Sia sul piano civile che penale, affinchè ad una determinata condotta/comportamento del sanitario possano addebitarsi profili di responsabilità occorre che la stessa (azione, omissione, ecc.) sia strettamente connessa all’evento lesivo da un rapporto di causalità.

Il nesso di causalità, dunque, è il legame eziologico tra il comportamento astrattamente considerato e l’evento, ossia il rapporto intercorrente tra l’azione/omissione e reazione, in assenza del quale l’evento stesso non si verificherebbe.

Si tratta, ha puntualizzato di recente la Suprema Corte, in via generale, di una costruzione logica, non di un fatto materiale, ma di un ragionamento logico-deduttivo; in sostanza una relazione stabilita a posteriori tra due fatti (cfr. Cass.civ. n.4024/2018).

Al fine di ottenere il risarcimento del danno, secondo l’orientamento costante della giurisprudenza, è il paziente ad avere l’onere di provare il nesso causale tra la condotta del danneggiante e l’evento dannoso, secondo la regola della riferibilità causale dell’evento stesso all’ipotetico responsabile, la quale presuppone una valutazione nei termini del c.d. ‘più probabile che non’ (cfr., tra le altre, Cass.civ. n.18392/2017; Cass.civ. n.21008/2018).

Giurisprudenza:

– Cassazione civile n.21008/2018 “La prova dell’inadempimento del medico non è sufficiente ad affermarne la responsabilità per la morte del paziente, occorrendo altresì il raggiungimento della prova del nesso causale tra l’evento e la condotta inadempiente, secondo la regola della riferibilità causale dell’evento stesso all’ipotetico responsabile, la quale presuppone una valutazione nei termini del c.d. “più probabile che non”. (In applicazione di tale principio, la S.C. ha confermato la sentenza impugnata, che aveva escluso la responsabilità del medico per la morte di un paziente causata da un aneurisma, pur in presenza del comportamento inadempiente del sanitario consistito nell’omesso espletamento di visita domiciliare, in quanto non era possibile affermare che, in caso di visita tempestiva, il paziente avrebbe avuto ragionevoli probabilità di guarigione, tenuto conto della difficoltà di identificare l’aneurisma e di intervenire sul medesimo chirurgicamente, e, dunque, dell’assenza di fattori che probabilisticamente riconducessero alla detta omissione l’evento morte, il quale, statisticamente, si sarebbe comunque verificato nel 58% dei casi)”.

COMPITI DA SVOLGERE.
(a) Elenca le sentenze della Cassazione civile citate nel testo sul nesso di causalità. Indica ciascuna una sola volta, con numero e anno.
(b) Per favore, riporta dal testo sul nesso di causalità il passo che comincia con le parole "Si tratta, ha" e termina dopo le parole "(cfr. Cass.civ. n.4024/2018).".

MATERIALE FORNITO.

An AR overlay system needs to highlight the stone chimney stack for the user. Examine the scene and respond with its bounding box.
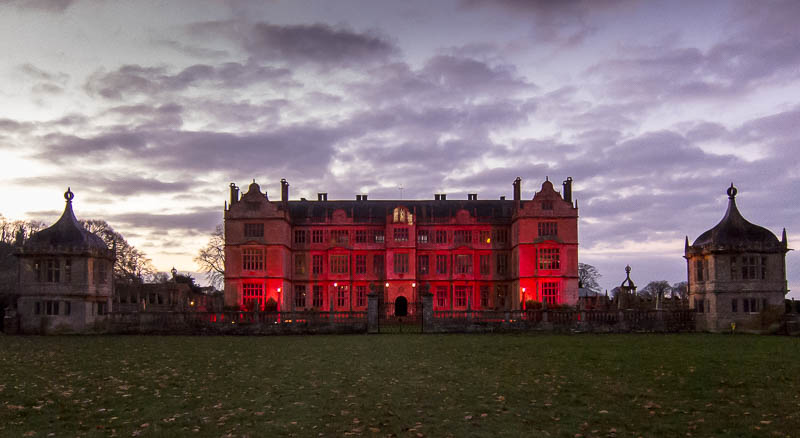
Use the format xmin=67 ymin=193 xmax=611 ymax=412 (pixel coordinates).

RISPOSTE NUMERATE.
(a)
- n.4024/2018
- n.18392/2017
- n.21008/2018

(b)
Si tratta, ha puntualizzato di recente la Suprema Corte, in via generale, di una costruzione logica, non di un fatto materiale, ma di un ragionamento logico-deduttivo; in sostanza una relazione stabilita a posteriori tra due fatti (cfr. Cass.civ. n.4024/2018).